** JOB **
In the listing, from the line containing "of the limestone" through the end of the listing, change "limestone" to "sandstone" and keep everything else the same. Give only those lines, without the pictures.

******************************

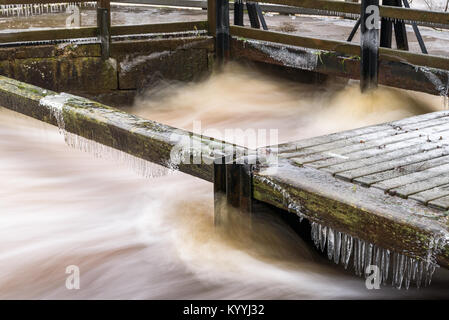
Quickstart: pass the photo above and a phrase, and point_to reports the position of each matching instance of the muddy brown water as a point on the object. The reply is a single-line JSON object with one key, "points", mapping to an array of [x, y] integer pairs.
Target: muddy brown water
{"points": [[136, 238]]}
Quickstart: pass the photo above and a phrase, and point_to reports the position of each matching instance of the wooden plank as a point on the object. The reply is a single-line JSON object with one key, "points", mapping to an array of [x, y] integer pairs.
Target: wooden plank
{"points": [[395, 163], [341, 164], [431, 194], [390, 222], [406, 123], [419, 186], [440, 203], [401, 171], [406, 179], [356, 161], [343, 147]]}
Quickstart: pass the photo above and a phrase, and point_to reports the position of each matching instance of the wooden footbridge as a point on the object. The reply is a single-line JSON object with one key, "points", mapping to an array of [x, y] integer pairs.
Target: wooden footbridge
{"points": [[368, 192]]}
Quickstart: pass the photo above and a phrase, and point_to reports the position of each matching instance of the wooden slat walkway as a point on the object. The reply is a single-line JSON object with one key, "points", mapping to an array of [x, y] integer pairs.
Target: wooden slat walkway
{"points": [[406, 158], [386, 183]]}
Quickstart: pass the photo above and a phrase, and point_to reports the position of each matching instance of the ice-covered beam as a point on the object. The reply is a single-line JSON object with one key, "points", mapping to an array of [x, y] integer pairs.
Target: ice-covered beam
{"points": [[145, 139]]}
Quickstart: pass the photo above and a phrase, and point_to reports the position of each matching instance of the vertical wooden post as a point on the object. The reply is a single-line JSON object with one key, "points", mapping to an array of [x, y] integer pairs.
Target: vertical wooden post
{"points": [[252, 13], [220, 212], [369, 43], [232, 189], [416, 30], [386, 27], [104, 27], [211, 16], [400, 31], [222, 30], [354, 30], [238, 12]]}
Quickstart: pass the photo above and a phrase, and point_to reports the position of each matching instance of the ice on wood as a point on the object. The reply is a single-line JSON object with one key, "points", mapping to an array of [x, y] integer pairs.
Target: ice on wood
{"points": [[146, 169], [395, 268]]}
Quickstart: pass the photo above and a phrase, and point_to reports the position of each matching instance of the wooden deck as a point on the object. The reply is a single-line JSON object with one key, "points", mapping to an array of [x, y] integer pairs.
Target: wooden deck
{"points": [[388, 183]]}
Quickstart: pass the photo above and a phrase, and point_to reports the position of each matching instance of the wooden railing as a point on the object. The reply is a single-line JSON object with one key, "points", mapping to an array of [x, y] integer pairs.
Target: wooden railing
{"points": [[220, 9]]}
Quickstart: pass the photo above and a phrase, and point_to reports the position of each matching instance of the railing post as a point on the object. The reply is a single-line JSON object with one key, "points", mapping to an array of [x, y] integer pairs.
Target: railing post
{"points": [[369, 44], [222, 30], [104, 27], [211, 16], [386, 27], [232, 192]]}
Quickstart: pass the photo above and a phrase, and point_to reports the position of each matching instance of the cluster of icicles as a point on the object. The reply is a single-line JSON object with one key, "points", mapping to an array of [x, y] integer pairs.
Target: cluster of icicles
{"points": [[140, 166], [400, 269], [36, 9]]}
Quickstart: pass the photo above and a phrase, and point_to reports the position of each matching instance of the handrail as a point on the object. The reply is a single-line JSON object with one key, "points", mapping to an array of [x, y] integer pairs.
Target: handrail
{"points": [[343, 47], [87, 32], [423, 16]]}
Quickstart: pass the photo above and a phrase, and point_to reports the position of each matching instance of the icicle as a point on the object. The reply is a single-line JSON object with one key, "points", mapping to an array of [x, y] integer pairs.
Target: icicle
{"points": [[348, 243], [330, 243], [405, 269], [323, 237], [337, 247]]}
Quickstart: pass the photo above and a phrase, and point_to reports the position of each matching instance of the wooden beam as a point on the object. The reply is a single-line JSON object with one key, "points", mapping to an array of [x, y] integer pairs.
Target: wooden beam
{"points": [[422, 16], [9, 2], [145, 139], [389, 222], [391, 73], [385, 54], [91, 32]]}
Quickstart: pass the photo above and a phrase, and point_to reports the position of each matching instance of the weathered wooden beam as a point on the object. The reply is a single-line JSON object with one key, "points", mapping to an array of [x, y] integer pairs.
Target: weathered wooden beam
{"points": [[373, 216], [369, 44], [385, 54], [7, 2], [91, 32], [159, 28], [146, 139], [423, 16], [53, 34], [391, 73]]}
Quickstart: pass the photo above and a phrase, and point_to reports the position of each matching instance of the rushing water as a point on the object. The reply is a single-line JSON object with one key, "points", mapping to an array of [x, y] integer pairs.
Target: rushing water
{"points": [[154, 238]]}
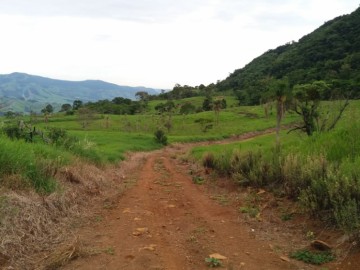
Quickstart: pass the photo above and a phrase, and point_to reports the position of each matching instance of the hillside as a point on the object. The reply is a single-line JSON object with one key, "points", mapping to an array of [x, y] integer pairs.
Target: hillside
{"points": [[330, 53], [21, 92]]}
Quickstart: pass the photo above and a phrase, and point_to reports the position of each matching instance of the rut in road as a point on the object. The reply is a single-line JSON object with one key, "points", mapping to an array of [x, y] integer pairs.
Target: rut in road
{"points": [[166, 222]]}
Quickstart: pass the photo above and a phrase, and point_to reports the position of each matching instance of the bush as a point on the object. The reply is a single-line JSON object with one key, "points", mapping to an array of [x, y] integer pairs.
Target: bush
{"points": [[208, 160], [160, 137]]}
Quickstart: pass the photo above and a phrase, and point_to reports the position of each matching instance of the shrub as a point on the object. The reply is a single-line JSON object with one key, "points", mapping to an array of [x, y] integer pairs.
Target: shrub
{"points": [[160, 137], [208, 160]]}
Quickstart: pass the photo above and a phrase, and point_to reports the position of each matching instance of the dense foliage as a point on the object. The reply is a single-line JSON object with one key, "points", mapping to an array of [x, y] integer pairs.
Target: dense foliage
{"points": [[330, 53]]}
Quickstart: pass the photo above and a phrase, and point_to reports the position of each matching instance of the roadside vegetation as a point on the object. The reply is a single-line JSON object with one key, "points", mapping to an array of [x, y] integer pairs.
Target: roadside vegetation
{"points": [[320, 172]]}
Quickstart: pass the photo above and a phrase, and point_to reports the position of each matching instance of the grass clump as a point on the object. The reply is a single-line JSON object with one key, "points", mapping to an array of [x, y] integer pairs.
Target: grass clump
{"points": [[321, 172], [160, 137], [213, 262], [25, 165], [313, 257]]}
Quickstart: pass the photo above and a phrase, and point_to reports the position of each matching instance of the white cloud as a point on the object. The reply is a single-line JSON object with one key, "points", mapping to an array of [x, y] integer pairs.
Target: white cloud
{"points": [[154, 43]]}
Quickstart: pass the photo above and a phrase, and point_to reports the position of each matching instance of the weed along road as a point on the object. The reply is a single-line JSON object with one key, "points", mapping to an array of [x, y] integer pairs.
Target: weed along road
{"points": [[165, 221]]}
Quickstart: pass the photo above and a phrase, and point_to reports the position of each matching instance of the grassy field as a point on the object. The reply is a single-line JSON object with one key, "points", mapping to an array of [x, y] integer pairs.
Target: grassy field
{"points": [[322, 172], [114, 135]]}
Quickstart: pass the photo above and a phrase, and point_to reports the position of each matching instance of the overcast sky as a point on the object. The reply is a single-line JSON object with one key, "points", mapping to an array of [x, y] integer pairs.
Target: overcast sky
{"points": [[153, 43]]}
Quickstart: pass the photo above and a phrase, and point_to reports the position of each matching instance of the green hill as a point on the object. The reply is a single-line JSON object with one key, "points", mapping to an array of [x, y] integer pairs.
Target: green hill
{"points": [[330, 53], [21, 92]]}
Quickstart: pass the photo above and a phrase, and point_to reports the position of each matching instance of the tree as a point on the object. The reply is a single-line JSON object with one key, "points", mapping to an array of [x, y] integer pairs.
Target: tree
{"points": [[143, 99], [279, 91], [208, 103], [307, 104], [65, 107], [187, 108], [85, 116], [218, 104], [77, 104], [48, 109]]}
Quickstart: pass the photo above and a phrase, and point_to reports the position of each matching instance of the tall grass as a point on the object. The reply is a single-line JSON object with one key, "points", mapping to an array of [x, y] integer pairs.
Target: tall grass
{"points": [[321, 172], [29, 165]]}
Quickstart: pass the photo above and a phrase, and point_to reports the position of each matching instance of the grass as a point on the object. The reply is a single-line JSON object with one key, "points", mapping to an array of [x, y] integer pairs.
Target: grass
{"points": [[25, 165], [313, 257]]}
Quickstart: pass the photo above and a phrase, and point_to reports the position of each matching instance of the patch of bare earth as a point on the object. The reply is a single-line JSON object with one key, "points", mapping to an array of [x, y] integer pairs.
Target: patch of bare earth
{"points": [[165, 221], [148, 213]]}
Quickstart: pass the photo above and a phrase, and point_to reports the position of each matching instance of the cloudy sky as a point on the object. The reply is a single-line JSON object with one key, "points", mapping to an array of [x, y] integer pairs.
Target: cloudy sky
{"points": [[153, 43]]}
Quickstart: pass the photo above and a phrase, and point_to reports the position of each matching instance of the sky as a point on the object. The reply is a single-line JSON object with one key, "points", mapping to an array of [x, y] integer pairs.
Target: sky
{"points": [[152, 43]]}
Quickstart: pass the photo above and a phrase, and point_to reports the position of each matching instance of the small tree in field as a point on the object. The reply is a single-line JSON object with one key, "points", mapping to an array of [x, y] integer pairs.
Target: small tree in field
{"points": [[279, 91], [85, 116], [160, 137], [307, 104]]}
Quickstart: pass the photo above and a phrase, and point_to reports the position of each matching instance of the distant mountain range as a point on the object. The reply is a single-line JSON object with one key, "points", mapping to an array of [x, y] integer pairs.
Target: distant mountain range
{"points": [[20, 92]]}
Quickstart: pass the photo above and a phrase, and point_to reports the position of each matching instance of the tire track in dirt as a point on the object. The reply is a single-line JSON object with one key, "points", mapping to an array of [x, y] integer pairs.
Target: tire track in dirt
{"points": [[167, 222]]}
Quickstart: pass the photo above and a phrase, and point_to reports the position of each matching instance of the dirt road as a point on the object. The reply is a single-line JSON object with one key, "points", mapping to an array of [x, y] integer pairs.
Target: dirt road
{"points": [[165, 221]]}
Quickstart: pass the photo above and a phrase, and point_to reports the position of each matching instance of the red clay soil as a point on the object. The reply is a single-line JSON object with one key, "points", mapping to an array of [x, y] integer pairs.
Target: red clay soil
{"points": [[165, 221]]}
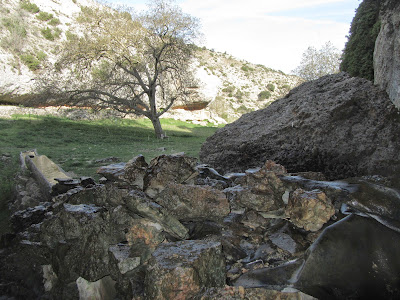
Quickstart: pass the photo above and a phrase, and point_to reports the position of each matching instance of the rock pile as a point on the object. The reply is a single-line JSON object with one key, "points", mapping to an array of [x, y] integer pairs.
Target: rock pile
{"points": [[174, 229], [338, 125]]}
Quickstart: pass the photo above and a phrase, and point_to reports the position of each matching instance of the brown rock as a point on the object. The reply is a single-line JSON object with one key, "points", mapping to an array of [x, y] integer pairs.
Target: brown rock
{"points": [[179, 270], [239, 292], [194, 203], [309, 209], [167, 169]]}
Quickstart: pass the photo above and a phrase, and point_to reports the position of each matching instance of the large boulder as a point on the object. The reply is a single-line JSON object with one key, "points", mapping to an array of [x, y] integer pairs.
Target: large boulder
{"points": [[309, 209], [338, 125], [387, 47], [188, 202], [179, 270]]}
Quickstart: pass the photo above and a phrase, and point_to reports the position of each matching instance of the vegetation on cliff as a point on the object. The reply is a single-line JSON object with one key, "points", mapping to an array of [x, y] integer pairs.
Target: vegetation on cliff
{"points": [[358, 54]]}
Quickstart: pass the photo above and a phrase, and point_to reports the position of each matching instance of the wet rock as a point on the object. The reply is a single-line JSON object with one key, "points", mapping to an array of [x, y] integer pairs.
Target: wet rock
{"points": [[355, 258], [85, 232], [260, 189], [126, 174], [193, 203], [126, 269], [276, 277], [309, 209], [50, 278], [283, 241], [376, 199], [120, 255], [21, 272], [44, 170], [167, 169], [22, 219], [239, 293], [140, 204], [387, 46], [101, 289], [338, 125], [206, 171], [179, 270]]}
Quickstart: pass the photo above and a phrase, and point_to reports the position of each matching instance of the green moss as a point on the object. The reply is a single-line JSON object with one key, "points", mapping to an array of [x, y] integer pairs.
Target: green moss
{"points": [[357, 59], [28, 6], [44, 16], [54, 22], [30, 61], [264, 95], [47, 34]]}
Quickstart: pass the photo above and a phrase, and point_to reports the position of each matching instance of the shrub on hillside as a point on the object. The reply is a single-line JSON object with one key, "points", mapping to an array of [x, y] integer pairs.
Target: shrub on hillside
{"points": [[358, 55], [246, 68], [44, 16], [15, 41], [264, 95], [28, 6], [229, 89], [54, 22], [14, 26], [31, 61], [271, 87]]}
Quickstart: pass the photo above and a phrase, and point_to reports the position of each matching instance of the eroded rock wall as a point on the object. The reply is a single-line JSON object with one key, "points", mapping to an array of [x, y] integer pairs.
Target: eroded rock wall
{"points": [[387, 51], [339, 125]]}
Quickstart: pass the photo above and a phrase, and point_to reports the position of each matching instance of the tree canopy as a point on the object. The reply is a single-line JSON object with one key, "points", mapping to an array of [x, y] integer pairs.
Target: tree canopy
{"points": [[317, 63], [133, 63], [358, 55]]}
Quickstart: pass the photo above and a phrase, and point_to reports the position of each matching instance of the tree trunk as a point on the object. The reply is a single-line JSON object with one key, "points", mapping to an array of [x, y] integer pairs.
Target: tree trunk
{"points": [[157, 127]]}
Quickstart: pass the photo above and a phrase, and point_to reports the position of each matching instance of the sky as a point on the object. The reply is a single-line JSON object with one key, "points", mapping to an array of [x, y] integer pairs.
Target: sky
{"points": [[274, 33]]}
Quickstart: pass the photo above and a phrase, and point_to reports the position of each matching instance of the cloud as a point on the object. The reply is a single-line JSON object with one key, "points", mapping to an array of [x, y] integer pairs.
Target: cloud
{"points": [[259, 31]]}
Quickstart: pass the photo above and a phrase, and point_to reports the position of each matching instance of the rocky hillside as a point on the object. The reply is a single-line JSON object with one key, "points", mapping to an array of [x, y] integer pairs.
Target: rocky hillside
{"points": [[387, 49], [373, 46], [340, 125], [31, 33], [30, 36]]}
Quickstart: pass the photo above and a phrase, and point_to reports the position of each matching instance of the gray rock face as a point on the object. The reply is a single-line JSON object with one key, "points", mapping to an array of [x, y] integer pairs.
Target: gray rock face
{"points": [[309, 209], [113, 241], [387, 49], [179, 270], [194, 203], [350, 260], [337, 125], [166, 169]]}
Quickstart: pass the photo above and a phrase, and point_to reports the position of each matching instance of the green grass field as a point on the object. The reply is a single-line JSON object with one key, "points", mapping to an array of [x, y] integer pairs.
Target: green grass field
{"points": [[76, 145]]}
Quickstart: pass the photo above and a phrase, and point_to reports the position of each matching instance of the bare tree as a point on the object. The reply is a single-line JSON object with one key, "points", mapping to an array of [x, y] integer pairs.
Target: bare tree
{"points": [[134, 63], [317, 63]]}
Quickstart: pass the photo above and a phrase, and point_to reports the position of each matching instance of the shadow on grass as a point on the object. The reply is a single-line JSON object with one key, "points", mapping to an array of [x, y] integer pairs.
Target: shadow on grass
{"points": [[76, 145]]}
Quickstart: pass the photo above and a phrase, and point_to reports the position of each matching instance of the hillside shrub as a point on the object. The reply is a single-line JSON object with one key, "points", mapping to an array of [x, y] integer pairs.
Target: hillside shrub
{"points": [[54, 22], [264, 95], [357, 58], [243, 110], [15, 26], [239, 95], [41, 55], [28, 6], [229, 89], [271, 87], [47, 33], [44, 16], [31, 61], [246, 68]]}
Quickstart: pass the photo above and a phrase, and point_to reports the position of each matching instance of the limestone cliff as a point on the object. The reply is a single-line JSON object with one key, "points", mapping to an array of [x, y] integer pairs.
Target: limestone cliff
{"points": [[387, 51]]}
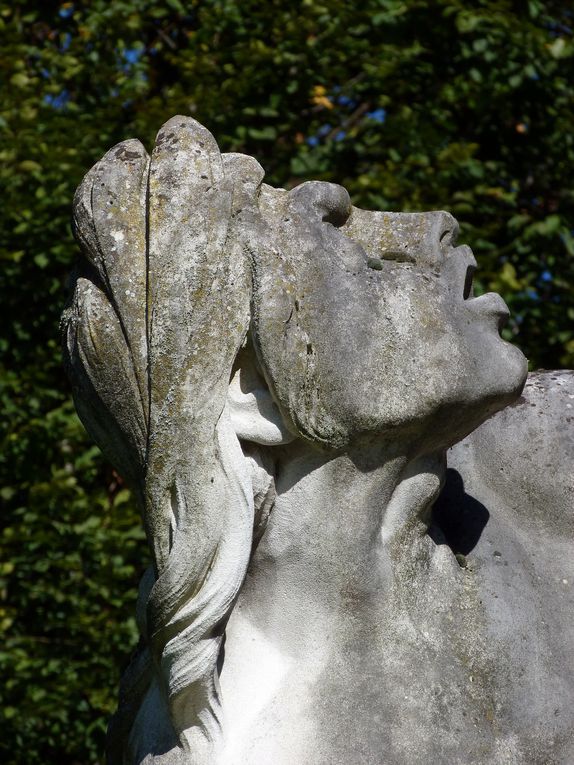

******************************

** WORKED SOLUTION **
Quickstart: pass the photo above and a phrase, and point_to reports the position of each matching instance of the sandstone cliff as a point on the object. The reply is a single-line JSON object with one key, "points", mapping to an array of [x, y] integer pairs.
Target: sandstone cliff
{"points": [[387, 51]]}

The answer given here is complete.